◆ What is being asked
What is needed here is an exact transcription of all the entries.

◆ Input for this task
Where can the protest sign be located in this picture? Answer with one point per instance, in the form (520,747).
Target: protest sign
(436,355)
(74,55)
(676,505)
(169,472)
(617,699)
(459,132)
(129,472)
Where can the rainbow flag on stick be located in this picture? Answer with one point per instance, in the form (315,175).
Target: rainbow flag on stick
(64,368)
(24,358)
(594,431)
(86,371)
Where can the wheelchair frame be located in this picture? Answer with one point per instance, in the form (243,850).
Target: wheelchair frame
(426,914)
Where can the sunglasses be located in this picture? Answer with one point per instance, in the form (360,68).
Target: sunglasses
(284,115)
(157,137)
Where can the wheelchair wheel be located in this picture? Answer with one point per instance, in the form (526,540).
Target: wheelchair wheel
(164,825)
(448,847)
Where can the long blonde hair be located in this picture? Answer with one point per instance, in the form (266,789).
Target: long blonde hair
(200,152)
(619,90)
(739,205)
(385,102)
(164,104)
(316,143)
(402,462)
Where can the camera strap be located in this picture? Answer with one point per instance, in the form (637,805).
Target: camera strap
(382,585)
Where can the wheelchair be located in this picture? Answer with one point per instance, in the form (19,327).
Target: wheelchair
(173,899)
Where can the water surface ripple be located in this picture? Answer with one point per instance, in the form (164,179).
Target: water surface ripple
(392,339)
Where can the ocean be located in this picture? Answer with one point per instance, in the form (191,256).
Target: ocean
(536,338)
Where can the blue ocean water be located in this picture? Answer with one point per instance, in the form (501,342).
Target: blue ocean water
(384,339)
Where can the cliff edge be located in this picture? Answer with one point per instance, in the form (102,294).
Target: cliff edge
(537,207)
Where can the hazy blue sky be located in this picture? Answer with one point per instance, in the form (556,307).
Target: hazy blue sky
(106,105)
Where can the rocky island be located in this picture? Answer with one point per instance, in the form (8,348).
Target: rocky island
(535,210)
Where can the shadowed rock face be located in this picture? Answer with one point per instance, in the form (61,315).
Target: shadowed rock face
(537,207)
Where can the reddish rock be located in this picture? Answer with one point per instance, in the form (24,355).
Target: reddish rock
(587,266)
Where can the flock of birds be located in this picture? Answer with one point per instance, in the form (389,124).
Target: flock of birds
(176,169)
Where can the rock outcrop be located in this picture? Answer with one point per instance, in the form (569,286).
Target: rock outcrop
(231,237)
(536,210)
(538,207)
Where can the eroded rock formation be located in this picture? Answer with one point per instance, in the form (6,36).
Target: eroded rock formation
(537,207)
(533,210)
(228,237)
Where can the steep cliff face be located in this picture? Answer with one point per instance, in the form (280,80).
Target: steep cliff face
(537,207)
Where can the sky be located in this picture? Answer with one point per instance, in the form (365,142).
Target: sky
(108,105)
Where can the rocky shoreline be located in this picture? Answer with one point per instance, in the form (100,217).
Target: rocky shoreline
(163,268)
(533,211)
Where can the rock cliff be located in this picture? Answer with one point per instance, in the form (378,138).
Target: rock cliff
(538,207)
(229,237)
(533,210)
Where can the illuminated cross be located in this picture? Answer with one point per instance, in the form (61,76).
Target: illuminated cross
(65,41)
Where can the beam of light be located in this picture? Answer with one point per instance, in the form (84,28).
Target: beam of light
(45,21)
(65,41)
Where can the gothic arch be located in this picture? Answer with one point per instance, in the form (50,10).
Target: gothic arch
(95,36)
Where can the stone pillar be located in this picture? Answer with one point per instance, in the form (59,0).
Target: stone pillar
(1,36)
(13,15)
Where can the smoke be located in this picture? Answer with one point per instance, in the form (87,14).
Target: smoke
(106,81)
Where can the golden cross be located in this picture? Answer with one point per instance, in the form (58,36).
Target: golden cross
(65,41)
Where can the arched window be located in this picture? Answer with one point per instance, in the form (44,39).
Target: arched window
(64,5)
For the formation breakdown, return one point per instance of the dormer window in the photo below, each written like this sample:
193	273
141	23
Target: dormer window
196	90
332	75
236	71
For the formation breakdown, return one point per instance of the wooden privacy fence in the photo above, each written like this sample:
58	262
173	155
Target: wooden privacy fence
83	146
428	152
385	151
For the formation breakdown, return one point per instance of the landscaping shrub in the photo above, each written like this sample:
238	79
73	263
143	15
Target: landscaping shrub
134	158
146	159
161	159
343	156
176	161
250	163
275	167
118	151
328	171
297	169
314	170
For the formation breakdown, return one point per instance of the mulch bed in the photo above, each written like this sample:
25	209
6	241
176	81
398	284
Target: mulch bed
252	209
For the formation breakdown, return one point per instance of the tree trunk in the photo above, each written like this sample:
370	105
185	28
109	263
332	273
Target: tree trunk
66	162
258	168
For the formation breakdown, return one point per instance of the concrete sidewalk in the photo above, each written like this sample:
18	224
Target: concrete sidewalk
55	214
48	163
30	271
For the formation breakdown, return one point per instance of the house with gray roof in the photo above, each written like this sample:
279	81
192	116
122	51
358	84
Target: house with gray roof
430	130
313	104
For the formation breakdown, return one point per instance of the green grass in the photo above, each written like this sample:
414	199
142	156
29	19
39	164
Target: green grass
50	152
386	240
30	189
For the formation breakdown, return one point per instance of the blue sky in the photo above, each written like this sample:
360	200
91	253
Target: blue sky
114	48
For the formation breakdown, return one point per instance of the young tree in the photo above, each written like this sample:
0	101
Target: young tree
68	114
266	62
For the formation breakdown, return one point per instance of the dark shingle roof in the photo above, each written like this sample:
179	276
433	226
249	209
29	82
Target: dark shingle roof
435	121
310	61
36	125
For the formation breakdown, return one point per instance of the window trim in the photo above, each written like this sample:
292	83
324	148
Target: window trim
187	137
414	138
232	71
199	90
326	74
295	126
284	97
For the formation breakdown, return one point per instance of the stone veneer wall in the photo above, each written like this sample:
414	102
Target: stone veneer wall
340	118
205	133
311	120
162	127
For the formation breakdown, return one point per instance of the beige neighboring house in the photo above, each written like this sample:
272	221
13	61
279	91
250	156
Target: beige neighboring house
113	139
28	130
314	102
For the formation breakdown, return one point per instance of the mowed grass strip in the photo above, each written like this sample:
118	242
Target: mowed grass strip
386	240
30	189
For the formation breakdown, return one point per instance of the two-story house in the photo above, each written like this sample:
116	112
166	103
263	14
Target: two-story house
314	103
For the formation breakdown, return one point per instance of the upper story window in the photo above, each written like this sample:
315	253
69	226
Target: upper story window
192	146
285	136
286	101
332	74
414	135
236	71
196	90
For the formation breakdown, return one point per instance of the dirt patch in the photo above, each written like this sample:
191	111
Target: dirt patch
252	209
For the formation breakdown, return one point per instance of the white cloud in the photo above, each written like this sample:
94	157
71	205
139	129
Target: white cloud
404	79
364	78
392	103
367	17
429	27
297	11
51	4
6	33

◆ Written response
Where can the protest sign be located in this picture? Answer with one point per instance, in the form (520,747).
Target: protest sign
(436,355)
(74,55)
(676,505)
(169,472)
(617,699)
(459,132)
(129,472)
Where can the rainbow flag on stick be located in this picture? Answer with one point per instance, in the form (315,175).
Target: rainbow flag on stick
(64,368)
(24,358)
(594,431)
(86,371)
Where can the wheelchair frame be located in this picture? Answer with one point per instance, in the form (243,850).
Target: wheelchair frame
(426,914)
Where can the sunglasses be located in this picture? Answer with one point per instance, in the form (360,68).
Target: sunglasses
(284,115)
(157,137)
Where can the wheelchair wheel be located in this picture? Answer with one point per instance, in the form (526,540).
Target: wheelchair wheel
(164,825)
(448,847)
Where can the long blonde hair be located in this picture? Answer with one point per instance, in the form (266,789).
Target: long blonde hair
(200,152)
(619,90)
(739,205)
(385,102)
(164,104)
(316,143)
(402,462)
Where can the camera strap be located in this picture? Answer with one point per instance, in the form (637,805).
Target: camera strap
(382,585)
Where can the wheelchair be located in this picture? Answer with one point per instance, in the form (19,327).
Target: wheelchair
(173,899)
Where can the water surface ripple be located in this picture? Answer with one point per instance, in the form (164,179).
Target: water surface ripple
(392,339)
Where can the ocean be located in this picture? Answer with one point per instance, in the form (191,256).
Target: ocean
(536,338)
Where can the blue ocean water be located in this picture? Answer with one point per instance, in the form (501,342).
Target: blue ocean water
(384,339)
Where can the cliff edge be located in this picture? Answer with one point per instance, in the form (102,294).
Target: cliff edge
(537,207)
Where can the hazy blue sky be located in this picture? Answer with one point per instance, in the form (556,307).
Target: hazy blue sky
(106,105)
Where can the rocky island be located in this picture? Answer with one point per instance, in the form (8,348).
Target: rocky island
(535,210)
Where can the shadowed rock face be located in this picture? Answer with one point per instance, in the form (61,315).
Target: shadowed rock face
(537,207)
Where can the reddish rock be located in this picture? Answer with one point per instance, in the form (24,355).
Target: reddish rock
(587,266)
Where can the flock of birds be located in this picture? Answer with one point per instance, in the form (389,124).
Target: flock of birds
(176,169)
Where can the rock outcrop be located in this picture? Answer with one point per instance, in the form (569,286).
Target: rock outcrop
(231,237)
(536,210)
(538,207)
Where can the eroded rock formation be located in this picture? Answer with one point per instance, in the form (6,36).
Target: eroded rock formation
(537,207)
(533,210)
(228,237)
Where can the steep cliff face be located in this picture? Answer with one point per instance, in the form (280,80).
Target: steep cliff face
(537,207)
Where can the sky be located in this picture? Answer with one point per instance, in the form (365,142).
Target: sky
(108,105)
Where can the rocky shoreline be located in this picture? Answer with one point per instance, in the form (100,217).
Target: rocky shoreline
(163,268)
(533,211)
Where can the rock cliff be located in this picture? Answer with one point per instance, in the form (378,138).
Target: rock cliff
(538,207)
(229,237)
(533,210)
Where can the illuminated cross be located in this picture? Answer with one point per instance, in the form (61,76).
Target: illuminated cross
(65,41)
Where can the beam of light be located in this picture? Answer with one point per instance, in the form (84,28).
Target: beam of light
(45,21)
(65,41)
Where can the gothic arch be located in this picture? Answer with one point per instance, in the form (50,10).
Target: gothic arch
(95,36)
Where can the stone pillar be located in this picture? Answer with one point per instance, in the form (59,0).
Target: stone pillar
(1,36)
(13,15)
Where can the smoke be located in this picture? Answer with one point per instance, in the form (87,14).
Target: smoke
(106,81)
Where can the golden cross be located in this picture? Answer with one point per instance, in the form (58,36).
Target: golden cross
(65,41)
Where can the arched window be located in this picture? Answer with one point per instance, in the form (44,39).
Target: arched window
(64,5)
For the formation breakdown, return one point per instance of the dormer window in the photo below, each written like this sample:
193	273
141	23
Target: dormer window
196	90
332	75
236	71
For the formation breakdown, return one point per instance of the wooden privacy fence in the photo above, each written like this sample:
58	262
173	155
Target: wooden privacy fence
83	146
428	152
385	151
For the formation breakdown, return one point per instance of the landscaping shrub in the photo above, each written like this sample:
238	79
73	263
143	15
Target: landscaping shrub
134	158
146	159
161	159
343	156
176	161
250	163
275	167
118	151
328	171
297	169
314	170
For the formation breakdown, return one point per instance of the mulch bed in the photo above, each written like this sample:
25	209
6	241
176	81
398	284
Target: mulch bed
252	209
For the formation breakdown, return one point per instance of the tree trunk in the photo above, each written like this sample:
370	105
185	28
109	263
332	273
Target: tree trunk
66	162
258	168
For the formation breakdown, return one point per instance of the concrete sidewalk in the photo above, each written like this sample:
18	224
Target: concrete sidewalk
55	214
48	163
30	271
For the formation breakdown, return one point per instance of the house with gray roof in the photo above, each written like this sample:
279	81
192	116
122	51
358	84
Target: house with gray roof
430	130
313	104
For the formation breakdown, return one point per instance of the green grass in the photo above, each written like this sample:
414	199
142	156
29	19
39	164
Target: green grass
50	152
386	240
30	189
For the formation breakdown, return one point per instance of the blue sky in the photo above, each written like this sample:
360	200
91	253
Target: blue sky
114	48
For the formation breakdown, return one point per instance of the young tree in the photo above, each written like this sample:
0	101
Target: young tree
68	114
266	62
For the formation breakdown, return one point per instance of the dark shingle roof in the photo above, each written like this sample:
179	276
433	226
249	209
29	82
Target: dark shingle roof
435	121
310	61
36	125
For the formation breakdown, return one point per instance of the window trim in the photo above, each written like this sample:
292	83
324	148
Target: window trim
187	137
414	138
232	71
199	90
326	74
295	126
284	97
For the formation breakdown, return one point per instance of the stone veneer wall in the photo above, each written like this sample:
414	102
Target: stone veneer wall
340	118
205	133
311	120
162	127
For the formation breakdown, return one point per instance of the beige neighboring house in the photo above, each written like this sample:
272	221
13	61
279	91
250	156
Target: beige neighboring house
113	139
28	130
314	102
For the formation breakdown, return one point per instance of the mowed grass strip in the photo above, each written like this sample:
118	242
Target: mowed grass strip
386	240
30	189
For the formation breakdown, return one point per instance of the two-story house in the photo above, each written like this sample:
116	112
166	103
263	14
Target: two-story house
314	103
For the formation breakdown, return one point per instance of the upper story window in the photo above, each written like this sample:
315	253
69	226
Target: upper story window
192	146
285	136
286	101
332	74
414	135
236	71
196	90
For the formation breakdown, return one point per instance of the dirt patch in the photo above, each written like this sample:
191	111
Target: dirt patch
252	209
For the formation breakdown, return one point per instance of the white cloud in the photo above, each written like this sample:
94	157
71	205
139	129
Target: white cloud
404	79
364	78
392	103
367	17
429	27
297	11
51	4
6	33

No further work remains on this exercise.